◆ Available data:
———

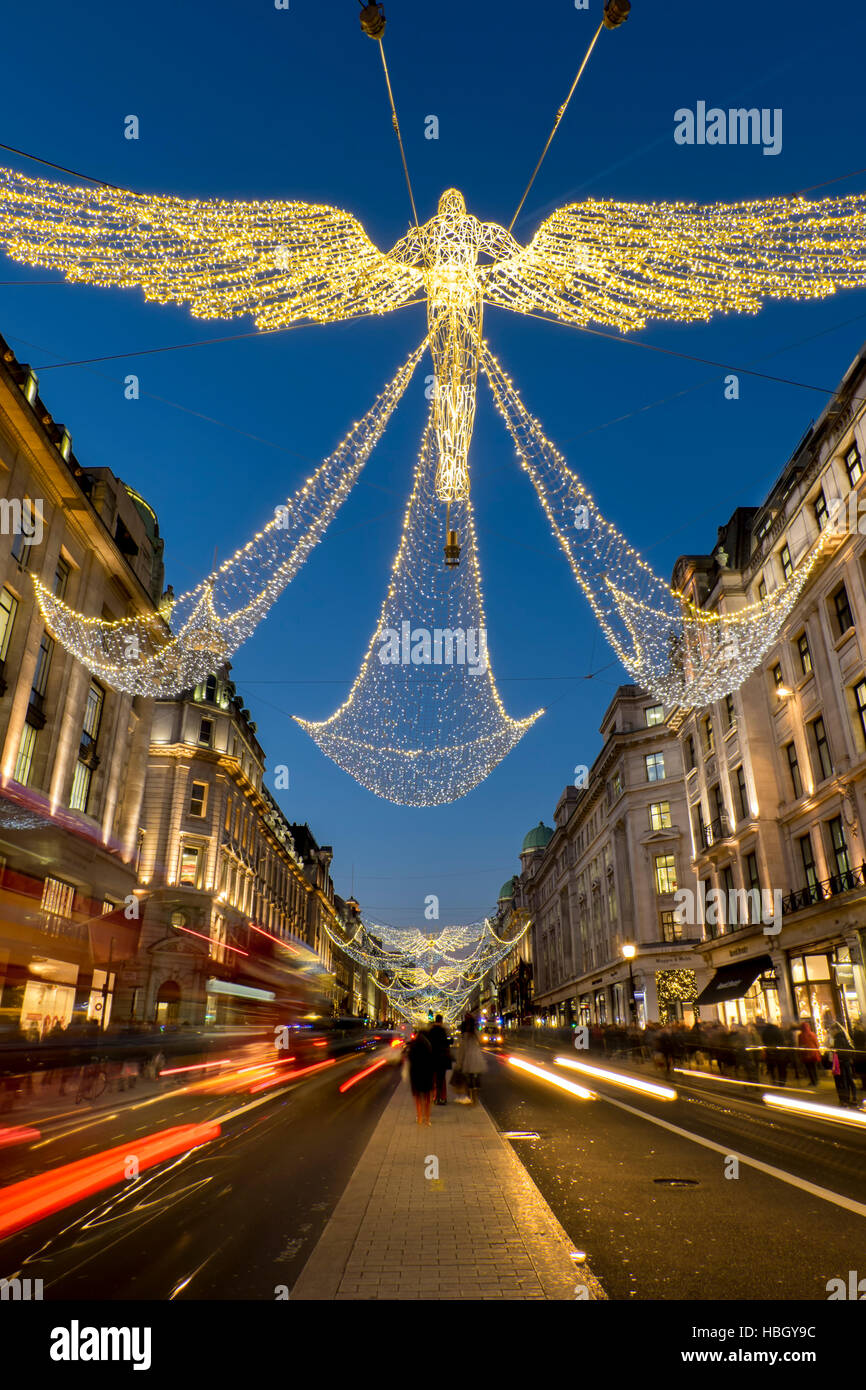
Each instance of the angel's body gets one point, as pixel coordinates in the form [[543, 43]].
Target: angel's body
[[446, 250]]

———

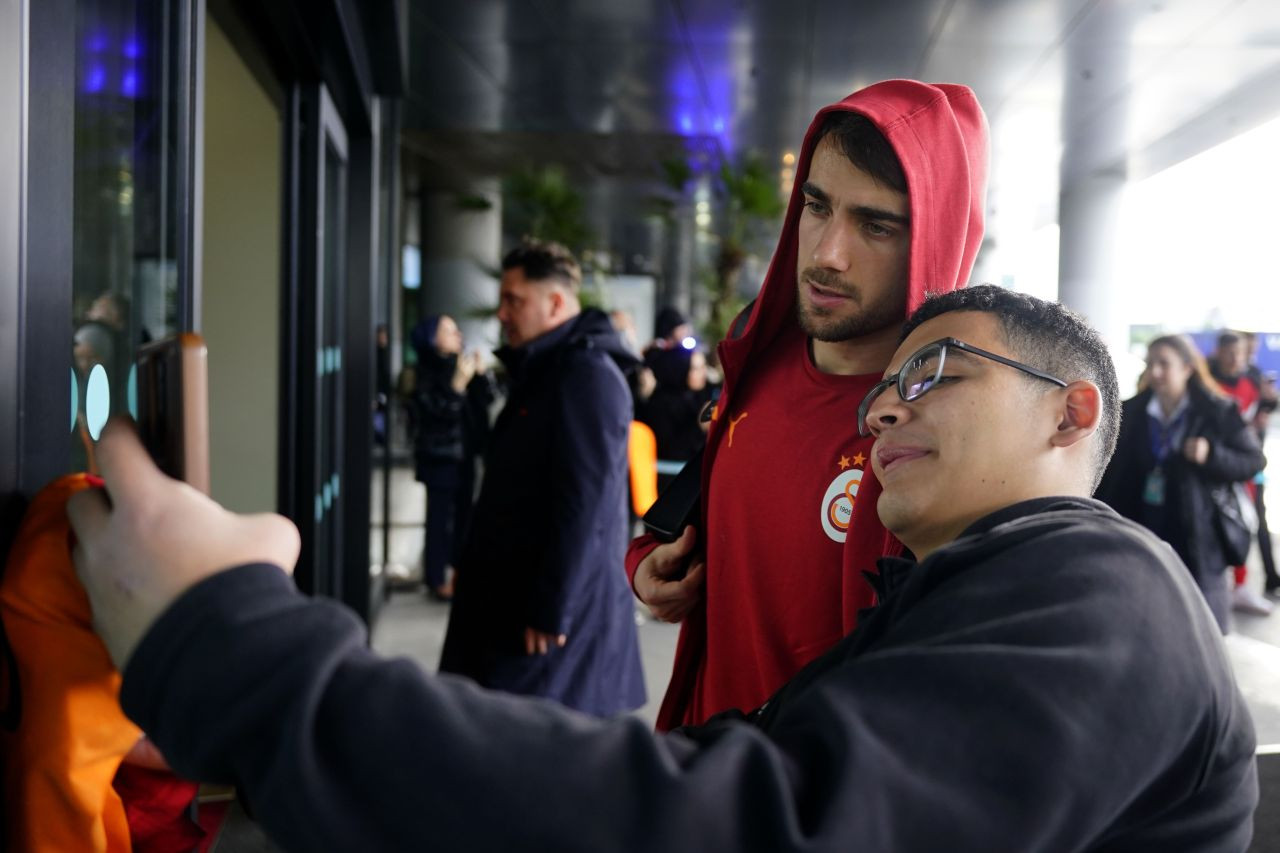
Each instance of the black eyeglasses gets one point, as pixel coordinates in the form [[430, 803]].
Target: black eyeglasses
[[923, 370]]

———

◆ Stated problem:
Reproduce, word for word, the lines of data that start at the line containing "Each instance of the black" and end at the line containing "[[923, 370]]", with both of those lines included.

◆ Solution:
Each instance of the black eyeglasses gets one point, as pixel coordinates in the form [[430, 803]].
Target: black eyeglasses
[[923, 370]]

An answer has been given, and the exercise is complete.